Reproduce all the entries exactly.
BEGIN
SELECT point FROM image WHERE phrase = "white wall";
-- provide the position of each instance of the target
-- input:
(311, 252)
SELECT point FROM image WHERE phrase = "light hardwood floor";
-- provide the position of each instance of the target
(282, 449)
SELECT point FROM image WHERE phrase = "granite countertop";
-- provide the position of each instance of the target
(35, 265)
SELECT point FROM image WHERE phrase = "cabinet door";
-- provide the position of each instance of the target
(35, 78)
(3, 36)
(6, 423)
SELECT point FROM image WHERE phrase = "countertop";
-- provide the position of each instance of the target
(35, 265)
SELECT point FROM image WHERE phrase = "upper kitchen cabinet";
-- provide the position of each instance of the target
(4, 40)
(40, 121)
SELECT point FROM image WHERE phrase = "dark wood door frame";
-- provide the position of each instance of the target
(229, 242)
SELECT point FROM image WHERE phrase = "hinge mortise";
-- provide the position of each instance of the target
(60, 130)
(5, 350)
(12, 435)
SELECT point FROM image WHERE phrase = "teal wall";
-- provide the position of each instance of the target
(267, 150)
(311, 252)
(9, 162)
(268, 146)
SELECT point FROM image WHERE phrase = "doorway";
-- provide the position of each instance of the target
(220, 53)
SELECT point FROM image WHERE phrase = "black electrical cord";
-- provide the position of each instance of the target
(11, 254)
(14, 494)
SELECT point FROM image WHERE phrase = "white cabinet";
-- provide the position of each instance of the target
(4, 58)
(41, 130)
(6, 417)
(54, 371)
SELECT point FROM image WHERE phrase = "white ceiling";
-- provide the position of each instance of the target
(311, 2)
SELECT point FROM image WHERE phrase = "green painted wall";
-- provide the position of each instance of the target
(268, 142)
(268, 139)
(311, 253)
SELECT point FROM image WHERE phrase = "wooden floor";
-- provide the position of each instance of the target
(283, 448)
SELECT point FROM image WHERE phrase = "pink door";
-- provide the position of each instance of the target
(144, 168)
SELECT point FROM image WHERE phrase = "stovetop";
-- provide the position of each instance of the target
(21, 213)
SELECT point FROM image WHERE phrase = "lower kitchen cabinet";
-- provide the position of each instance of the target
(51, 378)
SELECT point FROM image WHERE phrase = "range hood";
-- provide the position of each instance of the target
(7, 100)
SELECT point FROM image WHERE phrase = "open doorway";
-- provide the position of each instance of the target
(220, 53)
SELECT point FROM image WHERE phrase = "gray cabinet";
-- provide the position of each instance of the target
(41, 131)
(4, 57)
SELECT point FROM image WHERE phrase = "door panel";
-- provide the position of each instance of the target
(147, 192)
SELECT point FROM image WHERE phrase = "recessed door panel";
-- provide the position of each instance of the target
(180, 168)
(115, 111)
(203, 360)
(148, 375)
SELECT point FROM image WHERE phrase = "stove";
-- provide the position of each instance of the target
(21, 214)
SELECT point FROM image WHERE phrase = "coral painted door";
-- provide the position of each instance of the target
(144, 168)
END
§ Output below:
SELECT point FROM image WHERE phrase = "white wall";
-- provide the position of each instance of the target
-- input:
(311, 252)
SELECT point FROM image WHERE phrase = "light hardwood floor";
-- provide the position of each instance of the target
(282, 449)
SELECT point FROM image WHERE phrase = "granite countertop";
-- provide the position of each instance of the target
(35, 265)
SELECT point FROM image WHERE phrase = "cabinet door";
-- provide the position of each instance of the target
(35, 78)
(3, 36)
(6, 423)
SELECT point FROM image WHERE phrase = "countertop";
-- provide the position of each instance of the target
(35, 265)
SELECT point FROM image WHERE phrase = "upper kitchen cabinet";
-- provide the position of each instance of the target
(4, 40)
(40, 121)
SELECT point FROM image WHERE phrase = "dark wood door frame";
-- provide the position of each instance of the target
(229, 242)
SELECT point FROM image WHERE phrase = "hinge mortise";
-- provide the position of each instance of the target
(60, 130)
(5, 350)
(12, 435)
SELECT point FROM image WHERE phrase = "teal wall";
-- provide the position of each instance of the target
(267, 150)
(311, 252)
(9, 162)
(268, 146)
SELECT point FROM image WHERE phrase = "doorway";
-- provide the position of each instance of the target
(220, 53)
SELECT point FROM image WHERE phrase = "black electrical cord";
-- provide the position of each instance of the target
(11, 254)
(14, 494)
SELECT point FROM image WHERE phrase = "white cabinet";
-- provide the position of each instance of the target
(4, 58)
(41, 130)
(6, 417)
(54, 371)
SELECT point FROM image WHERE phrase = "white ceiling";
-- provide the position of each instance of the target
(311, 2)
SELECT point FROM image WHERE phrase = "green painted wall";
-- provide the position of each instance of the target
(268, 142)
(268, 139)
(311, 253)
SELECT point FROM image WHERE phrase = "wooden floor";
-- provide the position of each instance of the target
(283, 448)
SELECT point FROM image WHERE phrase = "pink door";
-- provide the position of each instance of the target
(144, 168)
SELECT point FROM image WHERE phrase = "stovetop";
-- provide the position of each instance of the target
(21, 213)
SELECT point FROM image WHERE phrase = "lower kitchen cabinet";
-- provide the position of each instance of the target
(51, 378)
SELECT point FROM image WHERE phrase = "range hood";
-- provide the position of each instance of the target
(7, 100)
SELECT point FROM image WHERE phrase = "open doorway";
-- provide the position of each instance of the target
(220, 53)
SELECT point FROM image WHERE phrase = "gray cabinet";
-- provide the position of each instance of the target
(41, 131)
(4, 57)
SELECT point FROM image WHERE phrase = "door panel";
-- provide the position of each instance of the target
(147, 192)
SELECT point FROM image WHERE phrase = "recessed door panel";
-- provide the position of each instance of the target
(180, 168)
(115, 111)
(203, 360)
(148, 375)
SELECT point FROM image WHERE phrase = "stove";
-- provide the position of each instance of the target
(21, 214)
SELECT point FROM image WHERE phrase = "coral painted door";
-- provide the position of each instance of the target
(144, 168)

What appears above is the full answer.